Dataset entries:
▬▬▬▬▬▬
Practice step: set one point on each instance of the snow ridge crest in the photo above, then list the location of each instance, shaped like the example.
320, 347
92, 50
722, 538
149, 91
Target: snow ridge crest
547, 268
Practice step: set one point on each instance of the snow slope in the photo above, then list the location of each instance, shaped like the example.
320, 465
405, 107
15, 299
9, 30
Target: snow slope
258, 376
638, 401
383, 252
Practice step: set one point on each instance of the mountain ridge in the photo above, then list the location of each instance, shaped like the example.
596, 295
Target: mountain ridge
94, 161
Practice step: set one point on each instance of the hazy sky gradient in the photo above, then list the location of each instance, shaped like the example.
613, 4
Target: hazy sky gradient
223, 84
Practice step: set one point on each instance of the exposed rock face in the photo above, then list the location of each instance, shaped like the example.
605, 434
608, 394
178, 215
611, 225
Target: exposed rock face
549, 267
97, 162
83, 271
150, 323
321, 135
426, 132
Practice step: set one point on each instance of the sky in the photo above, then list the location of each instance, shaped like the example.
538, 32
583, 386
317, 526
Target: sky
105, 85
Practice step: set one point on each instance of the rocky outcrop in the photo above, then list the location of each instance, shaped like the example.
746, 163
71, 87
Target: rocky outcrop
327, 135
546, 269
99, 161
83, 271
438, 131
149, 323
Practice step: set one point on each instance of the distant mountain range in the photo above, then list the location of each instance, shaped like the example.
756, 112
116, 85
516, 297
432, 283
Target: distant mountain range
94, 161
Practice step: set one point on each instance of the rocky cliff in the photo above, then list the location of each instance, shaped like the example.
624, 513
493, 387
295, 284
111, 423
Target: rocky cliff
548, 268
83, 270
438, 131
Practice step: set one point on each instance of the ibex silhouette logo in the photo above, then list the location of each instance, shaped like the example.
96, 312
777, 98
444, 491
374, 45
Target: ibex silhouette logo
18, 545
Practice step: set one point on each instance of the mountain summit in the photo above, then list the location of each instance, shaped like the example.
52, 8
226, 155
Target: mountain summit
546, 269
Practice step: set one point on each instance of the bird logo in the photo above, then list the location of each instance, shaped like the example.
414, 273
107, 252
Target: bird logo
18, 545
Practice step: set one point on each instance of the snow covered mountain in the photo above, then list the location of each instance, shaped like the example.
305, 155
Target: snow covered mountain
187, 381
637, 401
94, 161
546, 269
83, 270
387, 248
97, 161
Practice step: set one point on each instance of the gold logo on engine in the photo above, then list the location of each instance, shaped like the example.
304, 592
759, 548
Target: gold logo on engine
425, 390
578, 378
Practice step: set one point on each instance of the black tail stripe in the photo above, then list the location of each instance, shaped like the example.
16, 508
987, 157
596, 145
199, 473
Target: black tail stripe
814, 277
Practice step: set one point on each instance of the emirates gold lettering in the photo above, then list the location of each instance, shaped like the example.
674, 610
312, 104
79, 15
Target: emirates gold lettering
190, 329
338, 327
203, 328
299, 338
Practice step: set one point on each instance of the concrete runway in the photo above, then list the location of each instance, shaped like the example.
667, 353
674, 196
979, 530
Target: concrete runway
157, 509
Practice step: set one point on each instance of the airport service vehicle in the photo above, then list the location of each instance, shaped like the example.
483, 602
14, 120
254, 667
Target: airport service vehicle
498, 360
▬▬▬▬▬▬
# What you are asked to do
Rewrite the listing above, substituting "Exercise" for every "Practice step" and keeping everything else the same.

# Full output
Exercise: set one point on each instance of the snow ridge crest in the photo above, then list the location of each instance, shaped like the example.
320, 347
92, 50
722, 538
149, 91
Target: snow ridge crest
547, 268
Exercise: set one point on each instance of the snow slope in the photo above, then list the location of each instance, shaped like the example.
320, 465
405, 107
15, 299
9, 30
Target: snow slope
258, 376
638, 401
383, 252
Exercise: set one point on each instance of the mountain ridge in the photo above, then list the location of each instance, shaped like the example.
596, 295
Target: mountain ridge
94, 161
Exercise: set one point on each instance of the hazy sky gradient in the photo above, then list the location of each instance, shaped like the example.
613, 4
Target: hazy sky gradient
223, 84
Exercise: set one point on each instance of the exposed rock face in the photo above, then list the location of each instance, shaped like the example.
605, 434
608, 394
178, 215
611, 225
Target: exposed rock face
549, 267
97, 162
83, 271
150, 323
321, 135
426, 132
Exercise: set one point on each instance of the sky in the photo above, then list the location of each instance, shaped like the example.
538, 32
583, 386
317, 526
Target: sky
105, 85
Exercise: set one point on each instance of the rocky outcrop in the photo above, then list the location of each instance, shaped like the example.
746, 163
71, 87
Target: rocky outcrop
327, 135
546, 269
99, 161
83, 271
438, 131
149, 323
Exercise: set one point on each instance of the distant mountain range in the photo above, then list the location of each instance, shaped like the example.
756, 112
116, 85
516, 297
432, 283
Target: distant mountain range
94, 161
Exercise: set one point on each instance of the rocky cliff in the photo above, then list the location of each instance, shaped like the example.
624, 513
493, 387
295, 284
111, 423
Target: rocky cliff
548, 268
83, 270
438, 131
Exercise: set one point on each instance of the ibex silhouette logo in the photo above, then list the location of each instance, shaped like the example.
96, 312
777, 98
444, 491
374, 45
Target: ibex silhouette logo
18, 545
Exercise: set one point on each instance of the mountain summit in the photo above, then list the location of each instance, shaped like the example.
52, 8
226, 155
Target: mountain summit
546, 269
Exercise: set one point on each instance of the bird logo in the photo above, then list the location of each instance, shaped like the example.
414, 273
107, 252
Target: bird logo
18, 545
Exercise: set one point on each instance of the snow covered mountain in the photo above, then list the location of each instance, shaped like the example.
305, 155
Target: snow covered mountain
187, 381
637, 401
94, 161
546, 269
83, 270
387, 248
97, 161
Exercise: set one point on each instance of the gold logo on engine in the photo above, then list the location of each instance, shaped like the example.
304, 592
759, 548
Target: gold logo on engine
425, 390
578, 378
Exercise: set one point on each instance of the black tail stripe in the photo above, then list the location of each instance, shaped like the example.
16, 508
987, 157
596, 145
199, 473
Target: black tail stripe
814, 277
Exercise: set one point on each instance of the emirates gold lettering in the photo above, then list the location of each instance, shaped like the example.
674, 610
312, 104
79, 15
Target: emirates gold lettering
190, 329
338, 327
203, 328
299, 338
Exercise: set one point on each instance of the concrete runway in the photo above, then list the location of each instance, shaped like the example.
667, 353
674, 196
979, 530
Target: concrete runway
157, 509
Exercise: set one point on each instance of the airport service vehicle in the photo above, then list the location of each instance, shaped like the example.
483, 602
14, 120
254, 667
Target: airport service vehicle
498, 360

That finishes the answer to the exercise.